→ Exercice écrit a
Répondez à ces questions sur le texte sur Van Gogh :
(i) Dans quelle ville Vincent avait-il commencé à décorer sa chambre dans le style de l'Ukiyo-e ?
(ii) Dans le magasin de quel marchand passa-t-il pratiquement son premier hiver parisien ?
(iii) À qui Vincent écrit-il au sujet des estampes japonaises ?

→ Page

Van gogh
Certains artistes se contentèrent de l'attrait de l'exotique et d'accessoires kitsch, en plaçant bien en vue dans leurs tableaux une table basse ou une estampe. D'autres vidèrent leurs représentations de tous les éléments dénotant un genre particulier pour retrouver la pureté de l'intérieur japonais qui, selon eux éliminait tout ce qui était superflu. Rares furent ceux qui parvinrent à forger un mode de vie s'inspirant du modèle nippon. Van Gogh était l'un d'eux. Durant son séjour à Anvers déjà, Vincent avait commencé à décorer sa chambre dans le style majestueux du Ukiyo-e. Ces "scènes de la vie quotidienne" avaient été déversées par milliers sur l'Occident et on pouvait les acheter bon marché dans les boutiques japonaises qui poussaient comme des champignons. Vincent passa pratiquement son premier hiver parisien dans le magasin de Samuel Bing, à quelques pas de son appartement montmartrois. Ce marchand d'objet japonais est une figure d'une importance décisive dans l'étude du japonisme. Dans sa boutique, Bing avait toujours en réserve plusieurs milliers de gravures sur bois japonaises. Vincent écrit à ce sujet à son frère Théo : "[...] cela m'a donné l'occasion de contempler longtemps, en toute tranquillité, beaucoup d'estampes japonaises. Sans ces estampes japonaises, ton appartement ne serait pas ce qu'il est".

→ Exercice écrit b
Rassemblez toutes les lignes des entrées où figure le mot "tire".

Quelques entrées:
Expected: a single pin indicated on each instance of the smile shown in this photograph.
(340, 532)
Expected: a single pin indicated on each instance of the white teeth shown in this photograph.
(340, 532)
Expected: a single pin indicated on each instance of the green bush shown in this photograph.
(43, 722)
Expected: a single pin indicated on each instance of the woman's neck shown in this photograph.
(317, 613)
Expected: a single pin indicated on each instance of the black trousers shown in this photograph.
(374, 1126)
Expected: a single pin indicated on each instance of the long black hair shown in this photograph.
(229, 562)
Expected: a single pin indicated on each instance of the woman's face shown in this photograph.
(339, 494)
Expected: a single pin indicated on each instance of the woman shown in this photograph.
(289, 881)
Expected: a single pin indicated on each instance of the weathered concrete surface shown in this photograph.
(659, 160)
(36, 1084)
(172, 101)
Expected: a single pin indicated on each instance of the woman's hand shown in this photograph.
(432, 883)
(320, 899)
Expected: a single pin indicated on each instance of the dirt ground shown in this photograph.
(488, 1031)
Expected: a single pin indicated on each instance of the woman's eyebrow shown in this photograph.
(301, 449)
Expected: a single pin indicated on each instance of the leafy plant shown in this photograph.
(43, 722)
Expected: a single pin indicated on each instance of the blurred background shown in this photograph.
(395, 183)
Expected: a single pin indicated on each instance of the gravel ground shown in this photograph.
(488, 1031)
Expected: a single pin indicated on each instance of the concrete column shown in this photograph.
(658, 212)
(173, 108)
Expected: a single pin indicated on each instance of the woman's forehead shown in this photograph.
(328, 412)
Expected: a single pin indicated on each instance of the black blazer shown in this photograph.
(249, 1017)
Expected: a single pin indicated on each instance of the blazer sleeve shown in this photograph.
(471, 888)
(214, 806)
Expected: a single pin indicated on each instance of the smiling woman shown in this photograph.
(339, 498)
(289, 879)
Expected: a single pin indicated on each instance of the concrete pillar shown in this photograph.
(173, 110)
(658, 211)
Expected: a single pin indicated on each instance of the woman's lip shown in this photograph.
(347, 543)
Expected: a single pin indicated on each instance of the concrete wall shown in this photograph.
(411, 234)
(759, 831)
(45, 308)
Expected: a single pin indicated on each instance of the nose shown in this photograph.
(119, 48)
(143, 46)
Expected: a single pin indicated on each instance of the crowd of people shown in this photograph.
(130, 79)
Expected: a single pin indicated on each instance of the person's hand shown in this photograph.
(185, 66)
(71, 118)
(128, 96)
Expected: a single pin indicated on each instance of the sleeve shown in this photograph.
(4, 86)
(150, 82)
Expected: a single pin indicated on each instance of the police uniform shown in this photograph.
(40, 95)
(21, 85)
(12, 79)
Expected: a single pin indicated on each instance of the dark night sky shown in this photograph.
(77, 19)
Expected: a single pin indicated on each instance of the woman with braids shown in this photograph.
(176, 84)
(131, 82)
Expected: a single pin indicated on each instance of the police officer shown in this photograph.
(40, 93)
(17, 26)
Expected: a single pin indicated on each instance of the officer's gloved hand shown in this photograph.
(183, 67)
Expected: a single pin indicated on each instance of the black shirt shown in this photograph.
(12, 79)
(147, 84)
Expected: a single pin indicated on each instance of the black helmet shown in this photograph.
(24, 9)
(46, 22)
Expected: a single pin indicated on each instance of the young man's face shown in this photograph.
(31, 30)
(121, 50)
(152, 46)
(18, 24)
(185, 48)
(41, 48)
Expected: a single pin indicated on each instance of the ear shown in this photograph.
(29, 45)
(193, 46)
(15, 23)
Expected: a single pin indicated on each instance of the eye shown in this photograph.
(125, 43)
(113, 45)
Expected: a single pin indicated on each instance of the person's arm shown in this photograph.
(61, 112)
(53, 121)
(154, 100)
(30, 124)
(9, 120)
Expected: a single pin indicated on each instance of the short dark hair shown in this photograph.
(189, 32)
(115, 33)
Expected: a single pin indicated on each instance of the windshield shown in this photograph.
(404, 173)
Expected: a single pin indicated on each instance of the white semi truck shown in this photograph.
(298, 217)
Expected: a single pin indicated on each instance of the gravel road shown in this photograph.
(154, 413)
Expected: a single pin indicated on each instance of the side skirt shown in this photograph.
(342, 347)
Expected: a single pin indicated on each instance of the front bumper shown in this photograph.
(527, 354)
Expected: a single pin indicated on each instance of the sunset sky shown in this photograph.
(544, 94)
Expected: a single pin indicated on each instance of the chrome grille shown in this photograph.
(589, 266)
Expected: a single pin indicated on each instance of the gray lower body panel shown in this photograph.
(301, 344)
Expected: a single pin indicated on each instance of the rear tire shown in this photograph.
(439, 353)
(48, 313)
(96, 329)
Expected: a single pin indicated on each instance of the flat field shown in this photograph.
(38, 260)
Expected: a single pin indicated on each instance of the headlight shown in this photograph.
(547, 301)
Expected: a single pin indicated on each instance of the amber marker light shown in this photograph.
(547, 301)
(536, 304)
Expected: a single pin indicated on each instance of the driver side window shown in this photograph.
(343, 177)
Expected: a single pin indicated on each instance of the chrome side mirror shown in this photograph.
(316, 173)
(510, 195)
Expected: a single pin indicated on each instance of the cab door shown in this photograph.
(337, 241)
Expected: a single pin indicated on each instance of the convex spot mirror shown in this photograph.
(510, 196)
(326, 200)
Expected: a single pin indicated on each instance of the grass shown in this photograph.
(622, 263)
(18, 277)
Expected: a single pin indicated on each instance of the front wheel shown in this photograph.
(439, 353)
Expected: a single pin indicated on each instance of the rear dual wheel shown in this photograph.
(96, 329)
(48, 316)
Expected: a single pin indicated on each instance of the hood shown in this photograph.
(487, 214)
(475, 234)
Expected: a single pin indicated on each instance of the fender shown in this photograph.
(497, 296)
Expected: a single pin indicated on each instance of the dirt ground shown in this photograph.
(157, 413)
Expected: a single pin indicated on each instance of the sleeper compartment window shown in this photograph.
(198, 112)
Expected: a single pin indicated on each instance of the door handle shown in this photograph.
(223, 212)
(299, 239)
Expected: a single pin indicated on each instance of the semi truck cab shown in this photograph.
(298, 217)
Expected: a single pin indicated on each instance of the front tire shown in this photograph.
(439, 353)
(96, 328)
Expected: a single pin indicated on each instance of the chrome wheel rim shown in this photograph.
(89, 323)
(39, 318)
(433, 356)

==

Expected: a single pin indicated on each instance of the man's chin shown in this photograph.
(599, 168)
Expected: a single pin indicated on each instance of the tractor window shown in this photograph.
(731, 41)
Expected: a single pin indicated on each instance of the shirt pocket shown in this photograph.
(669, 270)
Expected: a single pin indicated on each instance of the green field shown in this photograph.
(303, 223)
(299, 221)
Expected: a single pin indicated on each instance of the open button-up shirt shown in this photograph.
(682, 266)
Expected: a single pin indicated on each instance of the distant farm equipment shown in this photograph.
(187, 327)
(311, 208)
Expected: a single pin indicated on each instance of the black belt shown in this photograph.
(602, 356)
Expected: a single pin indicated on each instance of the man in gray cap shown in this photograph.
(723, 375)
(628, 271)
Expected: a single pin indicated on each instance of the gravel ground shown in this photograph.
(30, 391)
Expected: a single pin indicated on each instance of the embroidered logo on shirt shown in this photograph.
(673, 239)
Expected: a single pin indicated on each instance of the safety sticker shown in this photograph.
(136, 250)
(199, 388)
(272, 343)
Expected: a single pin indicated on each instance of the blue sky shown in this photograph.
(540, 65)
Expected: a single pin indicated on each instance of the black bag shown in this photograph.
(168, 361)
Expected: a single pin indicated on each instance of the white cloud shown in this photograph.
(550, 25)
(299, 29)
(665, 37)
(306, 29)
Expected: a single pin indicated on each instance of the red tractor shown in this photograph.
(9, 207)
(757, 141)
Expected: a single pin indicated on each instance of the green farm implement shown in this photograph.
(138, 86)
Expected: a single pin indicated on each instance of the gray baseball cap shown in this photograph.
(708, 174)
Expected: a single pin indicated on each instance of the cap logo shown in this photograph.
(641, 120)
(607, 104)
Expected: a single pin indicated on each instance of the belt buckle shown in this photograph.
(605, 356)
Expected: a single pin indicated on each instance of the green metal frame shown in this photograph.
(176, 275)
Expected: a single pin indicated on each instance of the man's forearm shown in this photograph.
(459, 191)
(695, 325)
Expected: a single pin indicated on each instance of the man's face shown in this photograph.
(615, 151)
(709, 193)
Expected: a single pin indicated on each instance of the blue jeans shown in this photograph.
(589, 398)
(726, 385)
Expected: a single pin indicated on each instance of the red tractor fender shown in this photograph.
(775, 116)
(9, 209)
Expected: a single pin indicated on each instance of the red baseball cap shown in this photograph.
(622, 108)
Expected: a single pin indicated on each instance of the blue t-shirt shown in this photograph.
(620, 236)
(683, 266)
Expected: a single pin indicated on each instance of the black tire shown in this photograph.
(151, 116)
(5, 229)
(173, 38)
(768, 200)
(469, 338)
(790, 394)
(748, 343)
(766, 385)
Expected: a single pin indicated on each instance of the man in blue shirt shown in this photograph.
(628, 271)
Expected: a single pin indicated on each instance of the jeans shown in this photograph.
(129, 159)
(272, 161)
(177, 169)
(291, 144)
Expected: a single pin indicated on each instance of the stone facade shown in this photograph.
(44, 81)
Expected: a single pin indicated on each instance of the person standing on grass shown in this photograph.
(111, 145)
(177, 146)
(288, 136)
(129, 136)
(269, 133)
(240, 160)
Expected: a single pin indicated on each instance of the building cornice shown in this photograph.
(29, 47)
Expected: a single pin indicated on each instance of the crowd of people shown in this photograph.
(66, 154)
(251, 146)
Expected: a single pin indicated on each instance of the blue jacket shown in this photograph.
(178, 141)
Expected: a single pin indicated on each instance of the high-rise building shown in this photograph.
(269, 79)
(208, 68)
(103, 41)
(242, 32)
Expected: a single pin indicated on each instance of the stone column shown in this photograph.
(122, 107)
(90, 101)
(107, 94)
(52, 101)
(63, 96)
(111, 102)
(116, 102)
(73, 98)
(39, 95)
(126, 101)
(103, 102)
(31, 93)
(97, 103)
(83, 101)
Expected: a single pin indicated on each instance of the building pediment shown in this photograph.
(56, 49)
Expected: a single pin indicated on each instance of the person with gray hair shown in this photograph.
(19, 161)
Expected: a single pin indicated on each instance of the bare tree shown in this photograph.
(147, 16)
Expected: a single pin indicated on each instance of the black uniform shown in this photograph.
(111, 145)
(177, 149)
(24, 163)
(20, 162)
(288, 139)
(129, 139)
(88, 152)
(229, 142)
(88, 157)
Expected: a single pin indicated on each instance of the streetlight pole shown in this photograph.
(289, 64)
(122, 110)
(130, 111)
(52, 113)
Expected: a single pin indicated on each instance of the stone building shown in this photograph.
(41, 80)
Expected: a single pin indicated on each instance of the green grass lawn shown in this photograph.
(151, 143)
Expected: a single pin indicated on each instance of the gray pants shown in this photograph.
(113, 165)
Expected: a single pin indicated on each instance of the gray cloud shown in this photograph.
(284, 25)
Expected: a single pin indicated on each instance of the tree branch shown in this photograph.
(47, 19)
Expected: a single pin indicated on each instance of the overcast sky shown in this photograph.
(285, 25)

→ Réponse écrite a
(i) À Anvers.
(ii) Celui de Samuel Bing.
(iii) À son frère Théo.

→ Réponse écrite b
Expected: a single pin indicated on each instance of the rear tire shown in this photograph.
Expected: a single pin indicated on each instance of the front tire shown in this photograph.
Expected: a single pin indicated on each instance of the black tire shown in this photograph.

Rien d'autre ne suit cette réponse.